-- Start Source --

Back to the blog. Yes, I know, I’ve been really lazy with my updates. I’m sorry! To be honest, keeping a blog is a bit difficult. You have lots of things to keep in mind such as remembering what you did, making sure to keep your camera with you (I’m bad at this one), taking note of where you went, and then (of course) actually taking a few hours to update. Today I shall fill in the past two weeks or so. In the future, I’m going to try to fill the time between my notable adventures with little blurbs of things I’ve learned or found interesting about the country here, since school has now begun and there are fewer excursions. I intend to be more diligent.

I think I’ll start by talking about my class schedule. This will make it very easy for those of you who are less-interested to skip over it, as it is all bulleted and easily ignored 🙂

  • Core Course: Spain in the 21st Century – This is the class that all DiM students have to take, and the only required one. It’s taught by the man in charge of the DiM program, Marcos Canteli, and its focus is to try to catch us Americans up to speed on Spain as it is today. We are learning about their government and recent history: the civil war through the regime of Franco and the re-establishment of democracy. Additionally, we are being learning about culture as well: books, novels, movies. So far it’s been a quality and enjoyable class. One observation that coincides with what I’ve learned: the political parties here are a mess. They have several that are recognized and prominent, such as PSEO (the socialists) and the PP (conservatives), and many other smaller ones. Of course, over time, many of them have changed their names, making following them ever more confusing. Furthermore, there are other parties in the País Vasco and in Cataluña whose sole goal fight for independence for their respective communities. Honestly, their political system is a huge mess–not unlike home.

-- End Source --
-- Start Records for this task --

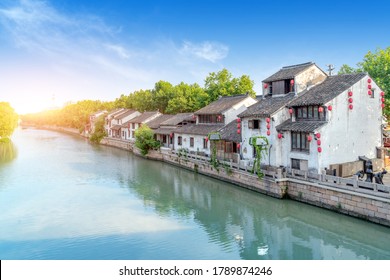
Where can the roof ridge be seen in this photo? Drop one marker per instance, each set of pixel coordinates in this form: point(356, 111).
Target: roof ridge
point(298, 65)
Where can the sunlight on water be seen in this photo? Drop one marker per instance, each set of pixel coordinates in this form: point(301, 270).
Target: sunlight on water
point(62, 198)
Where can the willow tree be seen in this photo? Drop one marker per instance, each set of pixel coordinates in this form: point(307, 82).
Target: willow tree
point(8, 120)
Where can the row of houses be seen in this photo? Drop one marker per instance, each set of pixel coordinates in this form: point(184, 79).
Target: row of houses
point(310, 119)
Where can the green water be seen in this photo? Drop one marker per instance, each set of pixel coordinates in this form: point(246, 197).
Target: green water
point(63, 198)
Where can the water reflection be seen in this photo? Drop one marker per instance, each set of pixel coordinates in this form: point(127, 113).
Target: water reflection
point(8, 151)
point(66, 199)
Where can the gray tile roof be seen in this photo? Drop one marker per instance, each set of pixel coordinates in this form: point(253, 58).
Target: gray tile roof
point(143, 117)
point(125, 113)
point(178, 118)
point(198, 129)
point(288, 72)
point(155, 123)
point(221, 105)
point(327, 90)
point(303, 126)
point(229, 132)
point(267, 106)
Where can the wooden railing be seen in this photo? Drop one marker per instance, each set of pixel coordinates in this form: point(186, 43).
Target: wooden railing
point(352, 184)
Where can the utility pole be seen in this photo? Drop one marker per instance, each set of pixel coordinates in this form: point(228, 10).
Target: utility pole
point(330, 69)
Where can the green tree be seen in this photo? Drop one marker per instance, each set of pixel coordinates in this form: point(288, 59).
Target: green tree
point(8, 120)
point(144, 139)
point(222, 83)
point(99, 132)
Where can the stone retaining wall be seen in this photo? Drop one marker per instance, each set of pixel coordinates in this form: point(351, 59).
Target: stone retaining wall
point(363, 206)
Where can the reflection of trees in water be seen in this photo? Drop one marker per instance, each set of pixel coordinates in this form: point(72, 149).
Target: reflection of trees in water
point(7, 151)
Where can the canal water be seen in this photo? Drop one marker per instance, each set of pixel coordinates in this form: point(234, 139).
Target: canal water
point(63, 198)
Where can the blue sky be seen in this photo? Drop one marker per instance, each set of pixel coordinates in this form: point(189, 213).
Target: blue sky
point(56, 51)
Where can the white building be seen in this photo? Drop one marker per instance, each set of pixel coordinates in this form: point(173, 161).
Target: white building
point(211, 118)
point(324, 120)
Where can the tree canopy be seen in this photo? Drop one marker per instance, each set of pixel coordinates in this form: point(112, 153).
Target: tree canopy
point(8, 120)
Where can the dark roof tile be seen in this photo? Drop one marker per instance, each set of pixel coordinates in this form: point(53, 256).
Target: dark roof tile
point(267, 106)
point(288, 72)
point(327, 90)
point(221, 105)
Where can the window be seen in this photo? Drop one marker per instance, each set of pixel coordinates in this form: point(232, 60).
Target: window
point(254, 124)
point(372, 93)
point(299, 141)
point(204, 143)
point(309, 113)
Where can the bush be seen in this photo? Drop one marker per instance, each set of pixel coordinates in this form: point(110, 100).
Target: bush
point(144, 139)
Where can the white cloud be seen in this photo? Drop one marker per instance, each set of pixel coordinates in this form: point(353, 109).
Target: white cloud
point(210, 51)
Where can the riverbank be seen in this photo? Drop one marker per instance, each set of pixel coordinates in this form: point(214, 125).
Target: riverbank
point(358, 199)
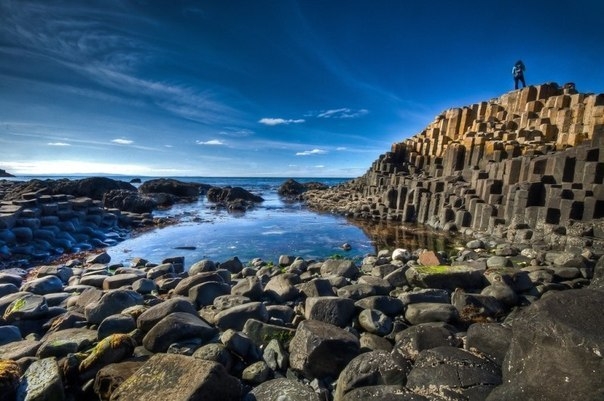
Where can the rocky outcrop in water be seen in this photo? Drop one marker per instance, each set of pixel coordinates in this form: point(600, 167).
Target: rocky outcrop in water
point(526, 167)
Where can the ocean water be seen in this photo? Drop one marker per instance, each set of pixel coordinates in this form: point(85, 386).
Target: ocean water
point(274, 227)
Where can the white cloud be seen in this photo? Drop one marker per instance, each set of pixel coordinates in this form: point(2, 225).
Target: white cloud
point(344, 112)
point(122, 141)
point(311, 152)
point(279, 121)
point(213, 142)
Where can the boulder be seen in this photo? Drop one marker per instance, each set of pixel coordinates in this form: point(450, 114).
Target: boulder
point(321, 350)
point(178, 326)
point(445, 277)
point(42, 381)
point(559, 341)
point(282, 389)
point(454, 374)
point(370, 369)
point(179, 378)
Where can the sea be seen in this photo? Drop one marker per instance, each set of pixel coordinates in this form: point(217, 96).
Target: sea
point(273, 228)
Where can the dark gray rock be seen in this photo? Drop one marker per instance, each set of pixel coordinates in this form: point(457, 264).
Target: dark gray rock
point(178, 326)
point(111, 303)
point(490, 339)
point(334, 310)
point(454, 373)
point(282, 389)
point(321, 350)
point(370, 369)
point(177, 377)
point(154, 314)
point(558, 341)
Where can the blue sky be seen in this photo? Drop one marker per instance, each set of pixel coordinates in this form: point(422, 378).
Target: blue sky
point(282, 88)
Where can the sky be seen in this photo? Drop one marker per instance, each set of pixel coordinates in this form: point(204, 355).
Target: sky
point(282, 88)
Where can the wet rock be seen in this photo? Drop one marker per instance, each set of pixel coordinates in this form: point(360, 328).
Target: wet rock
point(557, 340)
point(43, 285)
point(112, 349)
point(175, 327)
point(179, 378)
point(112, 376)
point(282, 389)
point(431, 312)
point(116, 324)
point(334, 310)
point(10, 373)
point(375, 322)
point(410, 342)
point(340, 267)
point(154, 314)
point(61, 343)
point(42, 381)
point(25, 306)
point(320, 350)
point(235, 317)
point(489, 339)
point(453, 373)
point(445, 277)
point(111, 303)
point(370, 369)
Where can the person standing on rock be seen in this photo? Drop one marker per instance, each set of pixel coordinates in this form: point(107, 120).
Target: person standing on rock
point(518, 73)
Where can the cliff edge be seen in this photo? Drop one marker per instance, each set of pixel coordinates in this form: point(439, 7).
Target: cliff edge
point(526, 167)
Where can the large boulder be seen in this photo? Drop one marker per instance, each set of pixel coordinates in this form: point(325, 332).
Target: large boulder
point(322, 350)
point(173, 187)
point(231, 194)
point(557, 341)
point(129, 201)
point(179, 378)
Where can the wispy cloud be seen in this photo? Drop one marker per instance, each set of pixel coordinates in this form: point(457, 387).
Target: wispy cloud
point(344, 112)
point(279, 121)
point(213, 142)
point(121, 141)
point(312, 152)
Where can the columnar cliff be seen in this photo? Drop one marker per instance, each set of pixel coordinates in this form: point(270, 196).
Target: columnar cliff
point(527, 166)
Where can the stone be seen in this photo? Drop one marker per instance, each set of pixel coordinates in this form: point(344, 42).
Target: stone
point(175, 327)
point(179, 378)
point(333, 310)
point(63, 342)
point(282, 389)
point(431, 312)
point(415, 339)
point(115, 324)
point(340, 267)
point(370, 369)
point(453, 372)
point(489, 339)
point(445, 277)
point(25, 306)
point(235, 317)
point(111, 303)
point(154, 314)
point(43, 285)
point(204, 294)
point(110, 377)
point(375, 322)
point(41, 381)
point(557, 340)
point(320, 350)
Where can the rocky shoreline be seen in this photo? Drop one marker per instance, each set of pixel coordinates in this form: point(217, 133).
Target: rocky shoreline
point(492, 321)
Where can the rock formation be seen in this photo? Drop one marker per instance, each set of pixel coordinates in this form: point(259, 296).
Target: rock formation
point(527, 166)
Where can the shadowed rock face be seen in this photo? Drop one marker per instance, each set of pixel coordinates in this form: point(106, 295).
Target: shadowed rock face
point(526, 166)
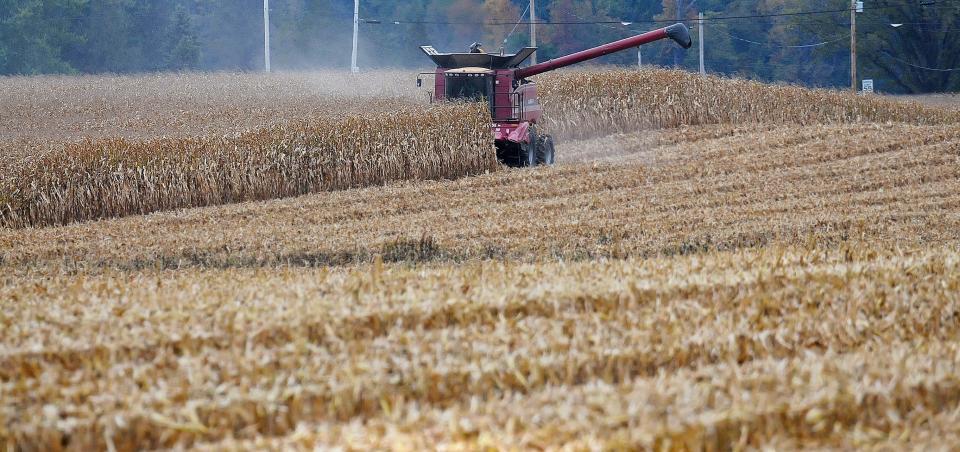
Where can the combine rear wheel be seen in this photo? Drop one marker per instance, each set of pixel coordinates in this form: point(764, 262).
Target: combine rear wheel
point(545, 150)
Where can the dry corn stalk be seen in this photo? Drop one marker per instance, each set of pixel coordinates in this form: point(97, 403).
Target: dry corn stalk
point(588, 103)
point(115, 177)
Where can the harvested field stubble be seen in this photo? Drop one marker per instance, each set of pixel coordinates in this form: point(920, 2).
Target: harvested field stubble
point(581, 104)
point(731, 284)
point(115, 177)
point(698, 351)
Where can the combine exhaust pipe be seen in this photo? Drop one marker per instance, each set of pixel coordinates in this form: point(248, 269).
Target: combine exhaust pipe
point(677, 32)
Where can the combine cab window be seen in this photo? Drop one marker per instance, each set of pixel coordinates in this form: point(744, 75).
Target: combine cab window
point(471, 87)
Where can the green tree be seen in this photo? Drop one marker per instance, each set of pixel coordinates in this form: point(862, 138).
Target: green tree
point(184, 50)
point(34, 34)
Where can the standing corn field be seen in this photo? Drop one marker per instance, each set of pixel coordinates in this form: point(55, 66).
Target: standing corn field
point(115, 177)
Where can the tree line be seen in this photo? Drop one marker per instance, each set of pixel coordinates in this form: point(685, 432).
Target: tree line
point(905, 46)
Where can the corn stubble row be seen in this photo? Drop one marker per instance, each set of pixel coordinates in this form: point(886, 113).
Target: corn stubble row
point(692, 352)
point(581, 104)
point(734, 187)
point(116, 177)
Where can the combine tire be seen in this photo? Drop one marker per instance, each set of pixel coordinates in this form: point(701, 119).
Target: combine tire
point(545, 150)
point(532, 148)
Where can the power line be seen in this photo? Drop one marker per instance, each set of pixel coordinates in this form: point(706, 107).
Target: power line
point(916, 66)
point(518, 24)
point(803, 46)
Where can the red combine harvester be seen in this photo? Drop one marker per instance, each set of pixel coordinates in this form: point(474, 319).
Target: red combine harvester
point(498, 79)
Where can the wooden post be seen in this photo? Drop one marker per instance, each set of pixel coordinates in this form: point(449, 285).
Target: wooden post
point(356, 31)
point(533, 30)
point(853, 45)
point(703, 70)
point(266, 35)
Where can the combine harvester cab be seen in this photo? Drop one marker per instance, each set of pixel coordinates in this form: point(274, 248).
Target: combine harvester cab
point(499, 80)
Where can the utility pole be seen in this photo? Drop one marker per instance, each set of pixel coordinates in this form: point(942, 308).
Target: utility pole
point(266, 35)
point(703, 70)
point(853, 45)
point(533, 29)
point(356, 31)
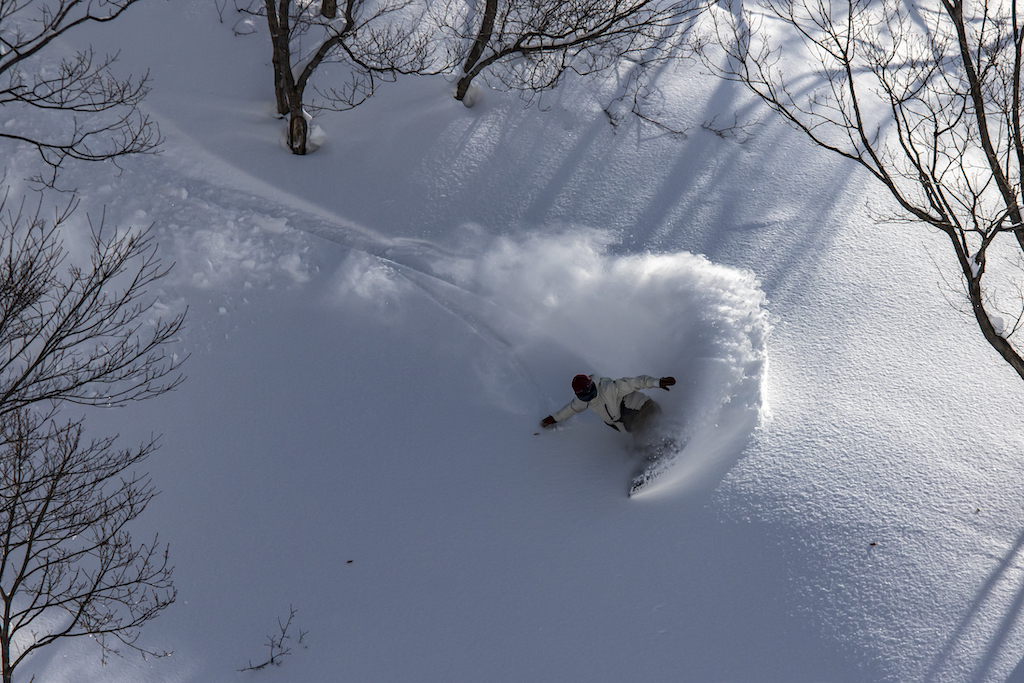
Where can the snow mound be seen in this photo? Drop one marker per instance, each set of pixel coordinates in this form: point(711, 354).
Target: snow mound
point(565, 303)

-- End Records for this task --

* [Required task 1] Rewrite the records from their start up to and including the line containing "point(352, 184)", keeping the requests unchanged and leaving the pictures out. Scale every answer point coordinate by 0.85 and round to whole numbers, with halves rounded up, but leave the sample coordinates inside the requests as they are.
* [Required task 2] Write a continuation of the blog post about studying in Spain, starting right after its final sentence.

* [Final answer 1]
Where can the roof ridge be seen in this photo? Drop one marker per instance, each set of pixel coordinates in this form: point(356, 111).
Target: roof ridge
point(253, 55)
Where can the sunlight on water be seen in this photo? Drop one marker per instance, each set of pixel coordinates in this form: point(301, 270).
Target: sunlight on water
point(53, 168)
Where can the willow tree be seen in this photo? Drop one marker per instance, each set of pixel coordinates in this form: point(307, 82).
Target: willow tree
point(7, 102)
Where can the row of houses be seen in this photo? Drop one marker per instance, each set of pixel coordinates in this form: point(184, 79).
Target: row of houses
point(264, 101)
Where can the green water be seen in this photo? Drop one marker per instance, each set of pixel coordinates in this form: point(246, 197).
Target: green water
point(54, 168)
Where can the water reflection be seen in this photo? Drop one marker per instance, each set of pixel coordinates in this form: point(127, 113).
Target: water reflection
point(7, 128)
point(56, 169)
Where can the gray tile roof be seen in this photo? Drop one marker per instance, each set of pixel coordinates in this form: point(253, 58).
Target: gray tile roof
point(122, 99)
point(106, 96)
point(151, 100)
point(168, 110)
point(245, 61)
point(132, 105)
point(188, 89)
point(278, 77)
point(258, 107)
point(195, 112)
point(227, 90)
Where can the wooden railing be seen in this photo? Drop one marker per instance, each set of pixel coordinates in this form: point(186, 43).
Target: wooden railing
point(299, 156)

* [Final answer 2]
  • The History of Spanish Art – This class is taught by Blanca Muro. It’s a riveting class where we’re learning about the various aspects of Spanish Art (not much of a mystery). Every other class period, we visit a museum or landmark in Madrid–pretty cool. So far, we’ve talked about El Greco, Diego Velázquez, and the Palacio Real. The cool part about being here is that we talk about their works, their life stories–then we go visit them. It’s probably my favorite class, reminding me of my art history class with Mr. and Mrs. Simpson in high school. I won’t talk too much about it, as I summarize some of the things we talk about below with example.
  • Mythography of Madrid – Taught by Patricia Esteban, the purpose of this course is to focus specifically on the culture of Madrid. This class began with a history of the city itself. Madrid, like much of Spain, was originally Arab territory, originally named Mayrit (meaning place of waters, roughly). It became the capital of Spain in 1561, chosen due to its central location in the country. Watching the city grow (via old maps) into what it is today is really interesting, for example. We also are spending time looking at films and works of literature that depict Madrid, trying to capture the city’s essence.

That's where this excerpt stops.